## [What you need to do]
State how many of the lines below contain the string "snow", with uppercase and lowercase treated as different. Give only the number.

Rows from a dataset
····················

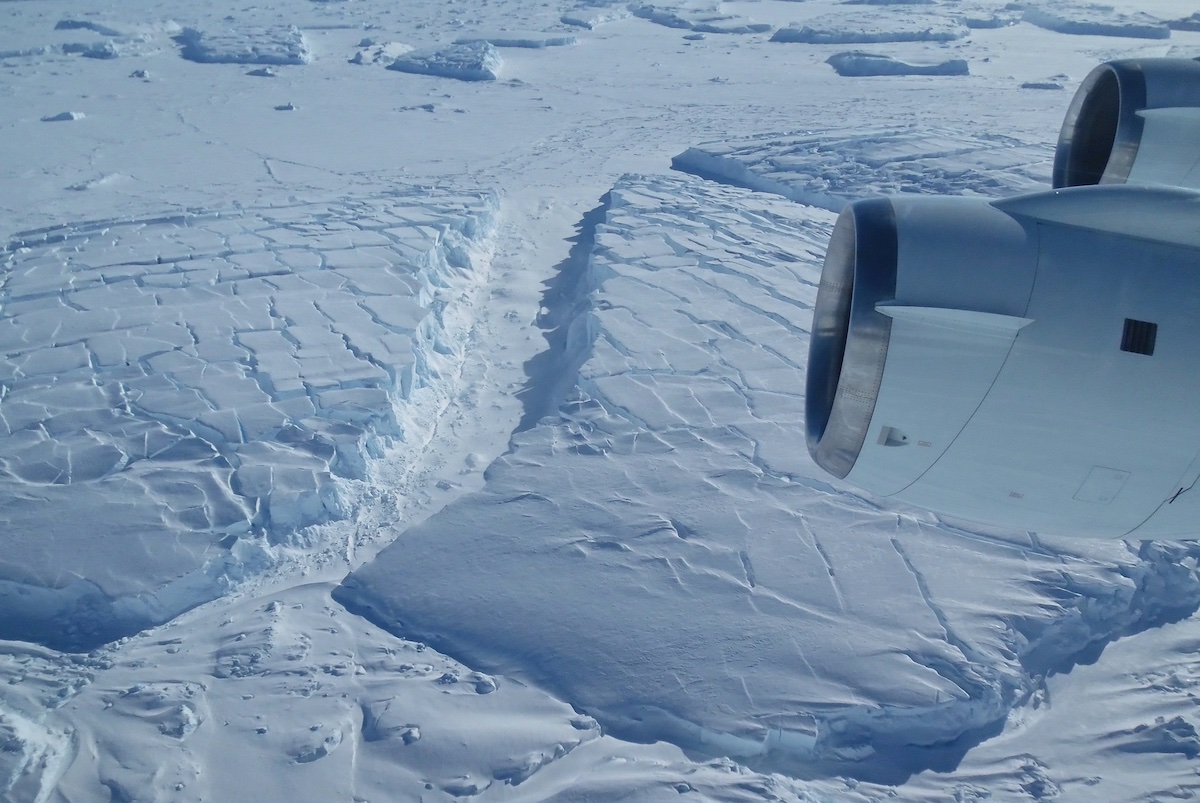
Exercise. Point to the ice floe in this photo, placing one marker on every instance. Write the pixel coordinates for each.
(1095, 19)
(858, 64)
(174, 387)
(660, 557)
(64, 117)
(706, 22)
(593, 15)
(473, 61)
(862, 28)
(831, 168)
(385, 53)
(281, 45)
(515, 40)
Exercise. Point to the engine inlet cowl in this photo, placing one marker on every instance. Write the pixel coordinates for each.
(849, 346)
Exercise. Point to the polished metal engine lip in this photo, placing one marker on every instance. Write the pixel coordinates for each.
(849, 345)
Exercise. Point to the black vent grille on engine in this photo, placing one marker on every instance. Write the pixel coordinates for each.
(1139, 336)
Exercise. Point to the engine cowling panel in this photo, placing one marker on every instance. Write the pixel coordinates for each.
(1029, 363)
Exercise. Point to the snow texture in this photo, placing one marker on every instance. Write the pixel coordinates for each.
(1097, 21)
(216, 401)
(472, 61)
(703, 22)
(515, 40)
(858, 64)
(829, 169)
(276, 46)
(862, 28)
(592, 16)
(673, 473)
(178, 384)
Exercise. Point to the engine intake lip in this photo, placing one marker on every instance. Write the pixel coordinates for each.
(849, 345)
(1102, 131)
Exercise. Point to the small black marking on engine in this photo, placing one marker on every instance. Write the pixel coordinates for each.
(1139, 336)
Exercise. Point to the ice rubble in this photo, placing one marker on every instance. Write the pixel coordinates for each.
(703, 22)
(472, 61)
(1095, 19)
(280, 45)
(659, 556)
(862, 28)
(534, 41)
(858, 64)
(174, 388)
(179, 714)
(592, 16)
(828, 169)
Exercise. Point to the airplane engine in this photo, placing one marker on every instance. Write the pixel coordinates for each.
(1035, 361)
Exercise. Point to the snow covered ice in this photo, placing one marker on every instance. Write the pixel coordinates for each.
(207, 377)
(442, 438)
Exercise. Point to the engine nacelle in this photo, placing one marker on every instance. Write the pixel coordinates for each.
(1035, 361)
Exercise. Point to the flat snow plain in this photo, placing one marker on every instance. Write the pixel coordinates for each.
(407, 405)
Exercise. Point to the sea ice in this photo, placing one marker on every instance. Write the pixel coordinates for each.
(473, 61)
(280, 45)
(858, 64)
(516, 40)
(1093, 19)
(831, 168)
(660, 556)
(707, 22)
(861, 28)
(172, 383)
(593, 16)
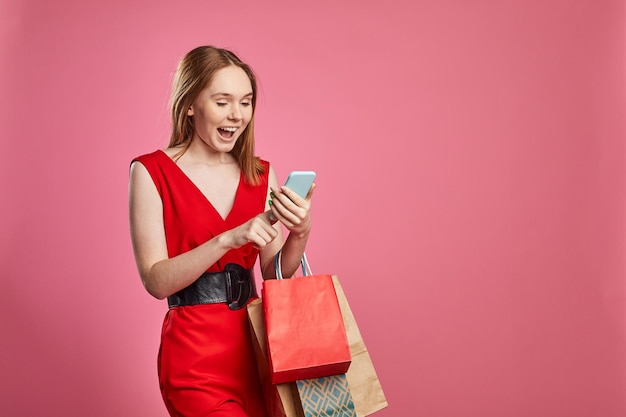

····················

## [The answer]
3